[Phrase grounding data]
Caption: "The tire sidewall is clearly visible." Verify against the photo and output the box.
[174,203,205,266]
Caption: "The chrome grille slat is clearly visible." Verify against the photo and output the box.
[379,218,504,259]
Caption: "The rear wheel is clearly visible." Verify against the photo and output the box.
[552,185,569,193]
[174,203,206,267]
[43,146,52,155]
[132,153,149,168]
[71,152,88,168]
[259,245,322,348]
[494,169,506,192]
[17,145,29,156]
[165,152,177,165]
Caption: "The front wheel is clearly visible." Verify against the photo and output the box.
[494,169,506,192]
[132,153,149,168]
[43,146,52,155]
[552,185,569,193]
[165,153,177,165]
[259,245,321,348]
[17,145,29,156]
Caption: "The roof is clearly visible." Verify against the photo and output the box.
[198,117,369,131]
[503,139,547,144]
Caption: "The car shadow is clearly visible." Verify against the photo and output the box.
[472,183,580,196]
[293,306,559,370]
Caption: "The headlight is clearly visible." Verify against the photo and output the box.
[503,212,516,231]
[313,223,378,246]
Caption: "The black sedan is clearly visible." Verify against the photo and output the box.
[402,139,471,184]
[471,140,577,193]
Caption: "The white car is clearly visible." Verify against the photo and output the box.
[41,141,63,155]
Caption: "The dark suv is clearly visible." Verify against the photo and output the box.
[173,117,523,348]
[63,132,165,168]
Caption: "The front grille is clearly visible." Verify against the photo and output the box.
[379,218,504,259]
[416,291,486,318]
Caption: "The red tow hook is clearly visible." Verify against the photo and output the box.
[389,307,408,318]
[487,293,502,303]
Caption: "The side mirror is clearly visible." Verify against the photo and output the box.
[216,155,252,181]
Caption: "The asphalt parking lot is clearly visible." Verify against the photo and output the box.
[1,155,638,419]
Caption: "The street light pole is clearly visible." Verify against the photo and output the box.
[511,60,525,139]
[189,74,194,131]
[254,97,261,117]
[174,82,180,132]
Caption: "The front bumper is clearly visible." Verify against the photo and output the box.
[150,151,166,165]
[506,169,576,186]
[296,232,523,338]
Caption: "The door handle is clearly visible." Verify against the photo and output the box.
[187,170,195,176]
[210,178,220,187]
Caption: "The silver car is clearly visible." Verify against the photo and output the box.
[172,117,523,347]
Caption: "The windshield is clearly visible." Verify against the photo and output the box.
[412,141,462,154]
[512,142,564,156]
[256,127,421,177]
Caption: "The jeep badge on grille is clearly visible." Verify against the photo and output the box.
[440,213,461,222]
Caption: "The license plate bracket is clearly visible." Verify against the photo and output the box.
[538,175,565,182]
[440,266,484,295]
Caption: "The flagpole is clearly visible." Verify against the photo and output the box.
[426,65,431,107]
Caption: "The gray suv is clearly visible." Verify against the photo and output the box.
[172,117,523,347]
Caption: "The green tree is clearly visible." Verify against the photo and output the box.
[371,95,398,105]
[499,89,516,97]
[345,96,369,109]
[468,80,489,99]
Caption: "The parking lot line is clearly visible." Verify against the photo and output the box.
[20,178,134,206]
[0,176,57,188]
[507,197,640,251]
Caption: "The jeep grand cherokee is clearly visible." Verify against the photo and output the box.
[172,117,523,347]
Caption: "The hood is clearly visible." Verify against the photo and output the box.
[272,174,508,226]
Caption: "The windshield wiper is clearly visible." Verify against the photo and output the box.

REQUIRED ACTION: Nothing is to be left out, and every entry is to be transcribed exactly.

ANSWER SECTION:
Caption: "The tire sidewall is clearly visible." Verify against the photo and output the box.
[174,203,205,266]
Caption: "The chrome grille slat is clearly visible." Verify against the photo and output the box.
[379,218,504,259]
Caption: "The rear wheel is clearly visible." Verify against the photo and output the box.
[552,185,569,193]
[174,203,206,267]
[43,146,52,155]
[132,153,149,168]
[71,152,88,168]
[259,245,322,348]
[494,169,506,192]
[17,145,29,156]
[165,152,177,165]
Caption: "The front wheel is clearly visible." Verify against the photo and output the box.
[494,169,506,192]
[132,153,149,168]
[43,146,52,155]
[552,185,569,193]
[165,153,177,165]
[259,245,321,348]
[17,145,29,156]
Caption: "The roof is clearly visible." Verify against the photo and output the box.
[198,117,369,131]
[503,139,547,144]
Caption: "The car shadow is clearly visible." Verify against the photo and output the box.
[472,183,580,196]
[293,306,559,370]
Caption: "The headlight is clearly visible." Verify against the photo and output the box.
[503,212,516,231]
[313,223,378,246]
Caption: "The black sedan is clearly visible." Verify against the photo and output the box.
[402,139,471,184]
[471,140,577,193]
Caption: "The white car is clearly visible." Verify against the photo and output the box.
[41,141,63,155]
Caption: "The dark suv is clearly visible." Verify against the photo and output the box.
[173,117,523,348]
[63,132,165,168]
Caption: "The front grille is clearly visible." Verify against the photo and output the box.
[379,218,504,259]
[416,291,486,318]
Caption: "The red tow hook is clearly visible." Verify against the photo and output the box.
[389,307,408,318]
[487,293,502,303]
Caption: "The side mirror is clearly visible." Verify against the photo and output the box.
[216,155,252,181]
Caption: "The asphalt parking lot is clearly visible." Verify against the photo and output the box.
[1,155,638,419]
Caption: "The street light pole is clearly visible." Verify against the photo and output the box.
[511,60,525,139]
[189,74,194,131]
[254,97,261,117]
[174,82,180,132]
Caption: "The front bumper is clearly visible." Verify against the photo and output the box.
[150,151,166,165]
[506,169,576,186]
[296,232,523,338]
Caption: "The door handle is clearly visible." Verify against the photo and output the box.
[187,170,195,176]
[210,178,220,187]
Caption: "The silver car is clearly visible." Verify against the photo and output the box.
[172,117,523,347]
Caption: "The windshield is clearly visible." Verify against the photo and output the box.
[412,141,462,154]
[512,142,564,156]
[256,127,421,177]
Caption: "The jeep badge on grille is clearly visible." Verify against the photo and output the box.
[440,213,461,222]
Caption: "The license plate bracket is clearly visible." Verify against the photo and output the box.
[538,175,565,182]
[440,266,484,295]
Caption: "The flagpole is clearly visible." Verify against the photo and output the box.
[426,65,431,107]
Caption: "The gray suv is clearly visible." Verify against the photo and output the box.
[172,117,523,347]
Caption: "The green tree is clearly visible." Verify against the photo and output the box.
[371,95,398,105]
[499,89,516,97]
[345,96,369,109]
[468,80,489,99]
Caption: "The parking lot line is clearly visible." Verify against the photo and output the box.
[20,178,134,206]
[0,176,57,188]
[507,197,640,251]
Caption: "The jeep grand cherokee is clearly visible." Verify against the photo and output the box.
[172,117,523,347]
Caption: "The hood is clearly visible." Verify against the photo and output the box.
[272,174,508,226]
Caption: "The windshield wiper is clearly visible." Verify against the photo and output the box.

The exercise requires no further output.